-- ABOUT THIS TASK --
Quote the records beneath, complete and exact. Leave out images.

-- SOURCE DATA --
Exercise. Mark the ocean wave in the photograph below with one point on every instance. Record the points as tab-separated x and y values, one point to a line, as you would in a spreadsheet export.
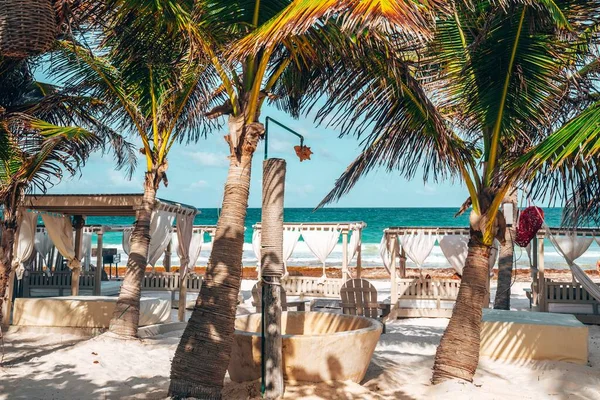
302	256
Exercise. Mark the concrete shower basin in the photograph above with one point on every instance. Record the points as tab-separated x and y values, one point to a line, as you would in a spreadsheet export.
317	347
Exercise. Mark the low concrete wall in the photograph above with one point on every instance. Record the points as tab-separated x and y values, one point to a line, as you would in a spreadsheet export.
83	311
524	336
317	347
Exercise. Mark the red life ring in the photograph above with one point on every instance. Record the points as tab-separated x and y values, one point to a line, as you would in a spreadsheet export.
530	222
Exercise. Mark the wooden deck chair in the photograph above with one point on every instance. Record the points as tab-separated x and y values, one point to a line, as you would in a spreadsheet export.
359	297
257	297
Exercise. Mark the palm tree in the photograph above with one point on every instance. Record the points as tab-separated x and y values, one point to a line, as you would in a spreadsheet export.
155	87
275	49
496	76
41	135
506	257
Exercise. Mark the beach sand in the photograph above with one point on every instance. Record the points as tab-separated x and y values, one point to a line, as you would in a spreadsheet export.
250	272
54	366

-- EXPECTED ANSWER --
Exercise. Mark the ocean wave in the photograph below with one point on every instance. Record the points as tab-separated x and y values, one point to a line, as you would in a spreadsheet export.
302	256
Exercise. Mark the concrete shower basin in the photograph above with one point on every instance. Record the points as tab-separated x and y values, one point to a line, as you would in a spreadsheet export.
317	347
Exercise. Mark the low concrete wall in the photograph above with one point on every instance. Record the points as tab-separated x and y values, one point to a line, as you would in a spreadsheet export.
83	311
524	336
317	347
Exercise. Mark the red life ring in the photograph above with one point on every instance. Record the points as tab-separated x and y values, one point to a line, as you would in a spreadsheet export.
530	222
Exercise. Mark the wooden deck chair in the photograph above with one point on every instance. Record the points as tab-separated x and y values, one point to a line, as you would in a spreadsheet export.
359	297
257	297
Exercise. Mark the palm tree in the photograph above with one point on every instance. Record the points as tab-separated x and y values, one point to a line, as you would in a spreadsheet export.
155	87
275	49
496	76
41	135
506	257
Exercise. Mark the beach sand in the photograph above with one point on every instance. Record the points as tab-separated x and y values, one point to a line, as you would in a spreadsheet export.
250	272
54	366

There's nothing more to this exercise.